Mr. and Mrs. August Udal, Finnish [Estonian] FSA (Farm Security Administration) clients. They have a poultry farm in Canterbury, Connecticut. Photo by Jack Delano, Nov. 1940.
I loved the unusual composition of having the Udals pose on different levels and within doorframes. Since they ran a poultry farm, it also tells a bit about them. The size of their operation is suggested by the size of this building, and of course, some of their chickens join in and have their portraits made at the same time. Prints & Photographs Division staff members have been systematically re-scanning the 175,000 negatives of the Farm Security Administration/Office of War Information in recent years, and when I saw this photo and others had been newly scanned in high resolution, I knew it was time to share them here.

This is not the only time, by far, that Jack Delano used a door opening to frame his subjects. The next two examples paint a stark difference between the socioeconomic statuses of each couple featured. By framing the couples at a distance, Delano can include more context, such as the furniture and finishes of their homes. Your eye travels over those details on its way to the couples themselves, and their clothes and appearance offer further insight into their wealth or lack thereof.

Mr. and Mrs. Smith of Carroll County, Georgia, stand in a distant doorway of their simple but tidy and orderly home. Other photos Delano took of the Smith family show the couple and their children living and working on their farm–plowing fields, feeding livestock and gathering wood. The Smiths were FSA borrowers, meaning they had been loaned money by the FSA to improve their farm, so these photos also served to show how the program was assisting farmers and their families.

Mr. and Mrs. Lemuel Smith, FSA (Farm Security Administration) borrower, in their home in Carroll County, Georgia. Photo by Jack Delano, Apr. 1941.

Mr. and Mrs. Lamb, owners of the Union Point hosiery mill in Greene County, Georgia, are equally far from the camera, allowing the viewer’s eye to travel over their fine furniture, art and pristine home to where the couple and their small dog sit, framed by the window behind them as well as the open doorframe in front. Other photos Delano took at the same time show the workers and products in the mill the Lambs own.

Mr. and Mrs. Lamb, owner of the Union Point hosiery mill in their home in Union Point, Greene County, Georgia. Photo by Jack Delano, Nov. 1941.

Here are two more examples of Delano using open doors to frame married couples in their homes, offering insight into how they live:

Mr. and Mrs. Melkon Loosigian, Armenians. Run a fourteen-acre vegetable farm. Son works in Arlington mill in Lawrence, Massachusetts, to help support family. West Andover, Massachusetts. Photo by Jack Delano, Jan. 1941.
Mr. and Mrs. L. H. Cook, tenant purchase FSA (Farm Security Administration) family. Woodville, Greene County, Georgia. Photo by Jack Delano, June 1941.

In this photo, Delano frames the family in a doorway, but they stand outside the room because, sadly, the space they live in is unsafe.

Mr. and Mrs. D’Anunnzio and their little girl, showing the condition of the roof in their house in the submarginal area of Rumsey Hill, near Erin, New York. Photo by Jack Delano, Sept. 1940.

Browsing through Delano’s photos turns up many variations on the idea, including this portrait of a farmer, Mrs. Morrison, in front of her closed door.

Mrs. Morrison farms in the submarginal area of Rumsey Hill, near Erin, New York. Photo by Jack Delano, Sept. 1940.

*-*-*

■ AIM
Name every U.S. state mentioned in the text about Jack Delano's doorway portraits. Rely only on the text about Jack Delano's doorway portraits.

■ STORED DATA
*-*-*

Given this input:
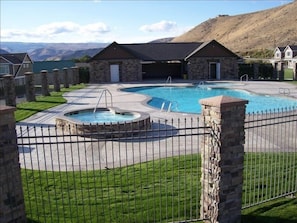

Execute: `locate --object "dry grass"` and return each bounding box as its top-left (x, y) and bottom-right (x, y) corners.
top-left (172, 1), bottom-right (297, 52)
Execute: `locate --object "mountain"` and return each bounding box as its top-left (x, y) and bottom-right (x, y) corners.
top-left (1, 42), bottom-right (108, 61)
top-left (172, 0), bottom-right (297, 53)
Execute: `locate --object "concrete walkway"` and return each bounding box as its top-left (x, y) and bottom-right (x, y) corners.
top-left (18, 81), bottom-right (297, 125)
top-left (17, 81), bottom-right (297, 171)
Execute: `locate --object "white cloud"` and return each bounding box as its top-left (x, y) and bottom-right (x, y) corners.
top-left (81, 22), bottom-right (110, 33)
top-left (1, 21), bottom-right (111, 42)
top-left (139, 20), bottom-right (176, 32)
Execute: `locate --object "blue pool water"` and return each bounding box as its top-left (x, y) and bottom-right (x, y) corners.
top-left (66, 111), bottom-right (137, 123)
top-left (123, 86), bottom-right (297, 113)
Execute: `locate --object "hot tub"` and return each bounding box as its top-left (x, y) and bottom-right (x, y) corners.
top-left (56, 107), bottom-right (150, 138)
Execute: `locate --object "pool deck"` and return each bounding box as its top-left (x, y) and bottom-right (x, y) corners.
top-left (17, 81), bottom-right (297, 171)
top-left (17, 81), bottom-right (297, 125)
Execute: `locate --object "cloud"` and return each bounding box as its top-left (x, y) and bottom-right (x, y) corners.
top-left (139, 20), bottom-right (176, 32)
top-left (1, 21), bottom-right (111, 42)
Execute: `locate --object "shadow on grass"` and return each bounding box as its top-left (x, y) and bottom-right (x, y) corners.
top-left (241, 215), bottom-right (296, 223)
top-left (241, 197), bottom-right (297, 223)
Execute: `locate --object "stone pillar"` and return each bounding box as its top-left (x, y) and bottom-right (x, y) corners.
top-left (253, 63), bottom-right (259, 80)
top-left (71, 67), bottom-right (79, 85)
top-left (40, 70), bottom-right (50, 96)
top-left (0, 105), bottom-right (26, 223)
top-left (200, 96), bottom-right (247, 223)
top-left (24, 72), bottom-right (36, 101)
top-left (53, 69), bottom-right (61, 92)
top-left (63, 67), bottom-right (69, 88)
top-left (277, 62), bottom-right (285, 81)
top-left (3, 74), bottom-right (16, 107)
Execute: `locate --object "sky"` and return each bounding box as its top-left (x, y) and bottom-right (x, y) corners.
top-left (0, 0), bottom-right (293, 43)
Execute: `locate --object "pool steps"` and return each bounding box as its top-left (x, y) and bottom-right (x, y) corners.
top-left (93, 88), bottom-right (113, 113)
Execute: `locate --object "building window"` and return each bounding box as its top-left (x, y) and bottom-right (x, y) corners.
top-left (0, 64), bottom-right (9, 74)
top-left (23, 63), bottom-right (29, 68)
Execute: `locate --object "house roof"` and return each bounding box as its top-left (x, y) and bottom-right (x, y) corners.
top-left (91, 40), bottom-right (239, 61)
top-left (0, 53), bottom-right (28, 64)
top-left (121, 42), bottom-right (202, 61)
top-left (288, 45), bottom-right (297, 51)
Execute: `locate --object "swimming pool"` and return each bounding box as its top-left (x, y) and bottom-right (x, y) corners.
top-left (122, 86), bottom-right (297, 114)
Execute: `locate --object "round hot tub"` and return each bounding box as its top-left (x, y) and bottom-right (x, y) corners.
top-left (56, 107), bottom-right (150, 138)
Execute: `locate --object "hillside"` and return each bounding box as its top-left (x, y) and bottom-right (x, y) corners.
top-left (0, 42), bottom-right (108, 61)
top-left (172, 0), bottom-right (297, 53)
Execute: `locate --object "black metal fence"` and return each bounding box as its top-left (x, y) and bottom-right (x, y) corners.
top-left (17, 119), bottom-right (205, 222)
top-left (17, 109), bottom-right (297, 223)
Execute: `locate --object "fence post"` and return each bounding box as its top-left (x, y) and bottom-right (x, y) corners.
top-left (63, 67), bottom-right (69, 88)
top-left (40, 70), bottom-right (50, 96)
top-left (293, 63), bottom-right (297, 81)
top-left (3, 74), bottom-right (16, 107)
top-left (53, 69), bottom-right (61, 92)
top-left (277, 62), bottom-right (285, 81)
top-left (200, 96), bottom-right (247, 223)
top-left (24, 72), bottom-right (36, 101)
top-left (0, 106), bottom-right (26, 223)
top-left (71, 67), bottom-right (79, 85)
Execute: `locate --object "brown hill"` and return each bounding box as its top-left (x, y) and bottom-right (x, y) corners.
top-left (172, 0), bottom-right (297, 53)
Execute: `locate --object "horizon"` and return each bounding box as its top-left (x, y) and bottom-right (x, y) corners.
top-left (0, 0), bottom-right (293, 44)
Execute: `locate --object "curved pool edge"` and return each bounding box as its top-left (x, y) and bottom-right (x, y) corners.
top-left (55, 107), bottom-right (151, 138)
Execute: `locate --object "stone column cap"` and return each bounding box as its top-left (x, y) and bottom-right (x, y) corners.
top-left (0, 105), bottom-right (16, 114)
top-left (199, 95), bottom-right (248, 108)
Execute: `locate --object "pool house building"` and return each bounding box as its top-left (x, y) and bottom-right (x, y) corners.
top-left (90, 40), bottom-right (240, 83)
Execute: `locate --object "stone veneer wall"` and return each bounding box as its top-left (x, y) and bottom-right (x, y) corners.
top-left (121, 60), bottom-right (142, 82)
top-left (200, 96), bottom-right (247, 223)
top-left (0, 106), bottom-right (26, 223)
top-left (90, 59), bottom-right (142, 83)
top-left (188, 57), bottom-right (238, 80)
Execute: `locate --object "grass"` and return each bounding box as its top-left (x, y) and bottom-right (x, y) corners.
top-left (22, 153), bottom-right (297, 223)
top-left (15, 84), bottom-right (85, 122)
top-left (15, 82), bottom-right (297, 223)
top-left (284, 68), bottom-right (293, 80)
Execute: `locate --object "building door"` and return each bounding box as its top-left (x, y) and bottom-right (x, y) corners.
top-left (209, 62), bottom-right (221, 80)
top-left (110, 64), bottom-right (120, 82)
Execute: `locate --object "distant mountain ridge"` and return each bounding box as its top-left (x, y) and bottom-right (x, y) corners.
top-left (172, 0), bottom-right (297, 52)
top-left (0, 0), bottom-right (297, 61)
top-left (0, 42), bottom-right (109, 61)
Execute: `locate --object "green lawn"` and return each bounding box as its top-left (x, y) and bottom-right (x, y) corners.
top-left (22, 153), bottom-right (297, 223)
top-left (15, 82), bottom-right (297, 223)
top-left (15, 84), bottom-right (85, 122)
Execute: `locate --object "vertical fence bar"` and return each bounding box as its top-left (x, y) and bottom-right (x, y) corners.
top-left (0, 106), bottom-right (26, 223)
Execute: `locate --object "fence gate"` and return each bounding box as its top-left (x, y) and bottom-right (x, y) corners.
top-left (17, 119), bottom-right (205, 223)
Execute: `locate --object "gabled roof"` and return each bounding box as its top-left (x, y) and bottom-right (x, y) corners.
top-left (91, 40), bottom-right (239, 61)
top-left (288, 45), bottom-right (297, 51)
top-left (0, 53), bottom-right (32, 64)
top-left (274, 46), bottom-right (286, 52)
top-left (121, 42), bottom-right (202, 61)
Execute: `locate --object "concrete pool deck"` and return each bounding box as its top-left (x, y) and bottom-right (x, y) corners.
top-left (17, 81), bottom-right (297, 125)
top-left (17, 81), bottom-right (297, 171)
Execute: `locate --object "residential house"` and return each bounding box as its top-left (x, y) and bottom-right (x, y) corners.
top-left (90, 40), bottom-right (240, 83)
top-left (272, 45), bottom-right (297, 69)
top-left (273, 47), bottom-right (286, 62)
top-left (284, 45), bottom-right (297, 69)
top-left (0, 53), bottom-right (33, 77)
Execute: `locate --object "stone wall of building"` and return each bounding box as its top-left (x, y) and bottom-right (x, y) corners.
top-left (121, 60), bottom-right (142, 82)
top-left (188, 57), bottom-right (238, 80)
top-left (90, 61), bottom-right (110, 83)
top-left (90, 59), bottom-right (142, 83)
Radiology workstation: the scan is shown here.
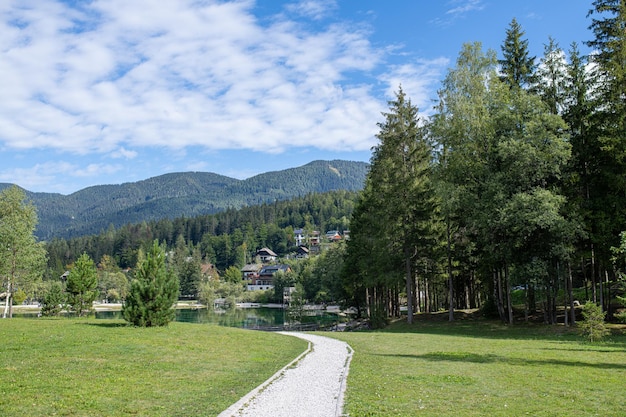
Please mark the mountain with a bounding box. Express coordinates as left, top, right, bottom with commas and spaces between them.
0, 160, 369, 240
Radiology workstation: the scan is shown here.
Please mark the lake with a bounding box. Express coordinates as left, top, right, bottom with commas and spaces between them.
13, 307, 343, 329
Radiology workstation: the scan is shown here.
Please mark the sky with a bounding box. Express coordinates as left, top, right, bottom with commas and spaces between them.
0, 0, 592, 194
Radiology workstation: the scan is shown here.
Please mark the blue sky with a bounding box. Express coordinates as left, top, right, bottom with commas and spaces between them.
0, 0, 591, 194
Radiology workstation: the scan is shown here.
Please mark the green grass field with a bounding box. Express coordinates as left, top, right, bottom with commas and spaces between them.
0, 318, 307, 417
0, 319, 626, 417
333, 313, 626, 417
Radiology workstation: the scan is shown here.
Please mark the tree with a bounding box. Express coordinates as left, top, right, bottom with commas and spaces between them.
431, 44, 570, 322
0, 186, 46, 318
498, 18, 535, 88
534, 37, 567, 114
65, 253, 98, 317
122, 240, 178, 327
586, 0, 626, 284
351, 88, 436, 323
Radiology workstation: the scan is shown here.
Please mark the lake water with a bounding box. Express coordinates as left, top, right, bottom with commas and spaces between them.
14, 307, 340, 329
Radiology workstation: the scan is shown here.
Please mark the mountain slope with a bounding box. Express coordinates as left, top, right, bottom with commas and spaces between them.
0, 160, 369, 240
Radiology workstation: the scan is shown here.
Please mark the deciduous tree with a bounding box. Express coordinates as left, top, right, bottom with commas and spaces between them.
0, 186, 46, 318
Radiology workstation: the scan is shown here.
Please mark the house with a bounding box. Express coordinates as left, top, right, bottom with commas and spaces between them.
247, 264, 291, 291
256, 248, 278, 263
241, 264, 263, 283
296, 246, 309, 259
293, 229, 306, 246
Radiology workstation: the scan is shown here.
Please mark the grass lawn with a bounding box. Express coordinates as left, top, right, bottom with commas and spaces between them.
0, 318, 307, 417
326, 313, 626, 417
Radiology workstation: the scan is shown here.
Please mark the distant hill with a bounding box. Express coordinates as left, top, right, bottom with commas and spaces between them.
0, 160, 369, 240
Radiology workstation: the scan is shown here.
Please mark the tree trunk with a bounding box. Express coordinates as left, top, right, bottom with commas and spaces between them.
493, 268, 506, 323
446, 221, 454, 321
2, 280, 13, 319
567, 263, 576, 326
591, 243, 598, 304
404, 253, 413, 324
504, 265, 513, 324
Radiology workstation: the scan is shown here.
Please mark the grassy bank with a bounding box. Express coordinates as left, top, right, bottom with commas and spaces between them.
332, 313, 626, 417
0, 318, 306, 417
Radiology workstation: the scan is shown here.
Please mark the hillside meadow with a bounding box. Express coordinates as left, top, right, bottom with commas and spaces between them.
0, 316, 626, 417
332, 312, 626, 417
0, 318, 307, 417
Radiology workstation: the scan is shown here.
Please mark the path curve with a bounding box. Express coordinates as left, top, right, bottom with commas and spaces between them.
218, 332, 353, 417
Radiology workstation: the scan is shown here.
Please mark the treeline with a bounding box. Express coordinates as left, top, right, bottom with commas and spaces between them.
343, 5, 626, 323
46, 191, 358, 279
0, 160, 368, 240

*-*-*

■ FULL RESPONSE
Connecticut, Georgia, Massachusetts, New York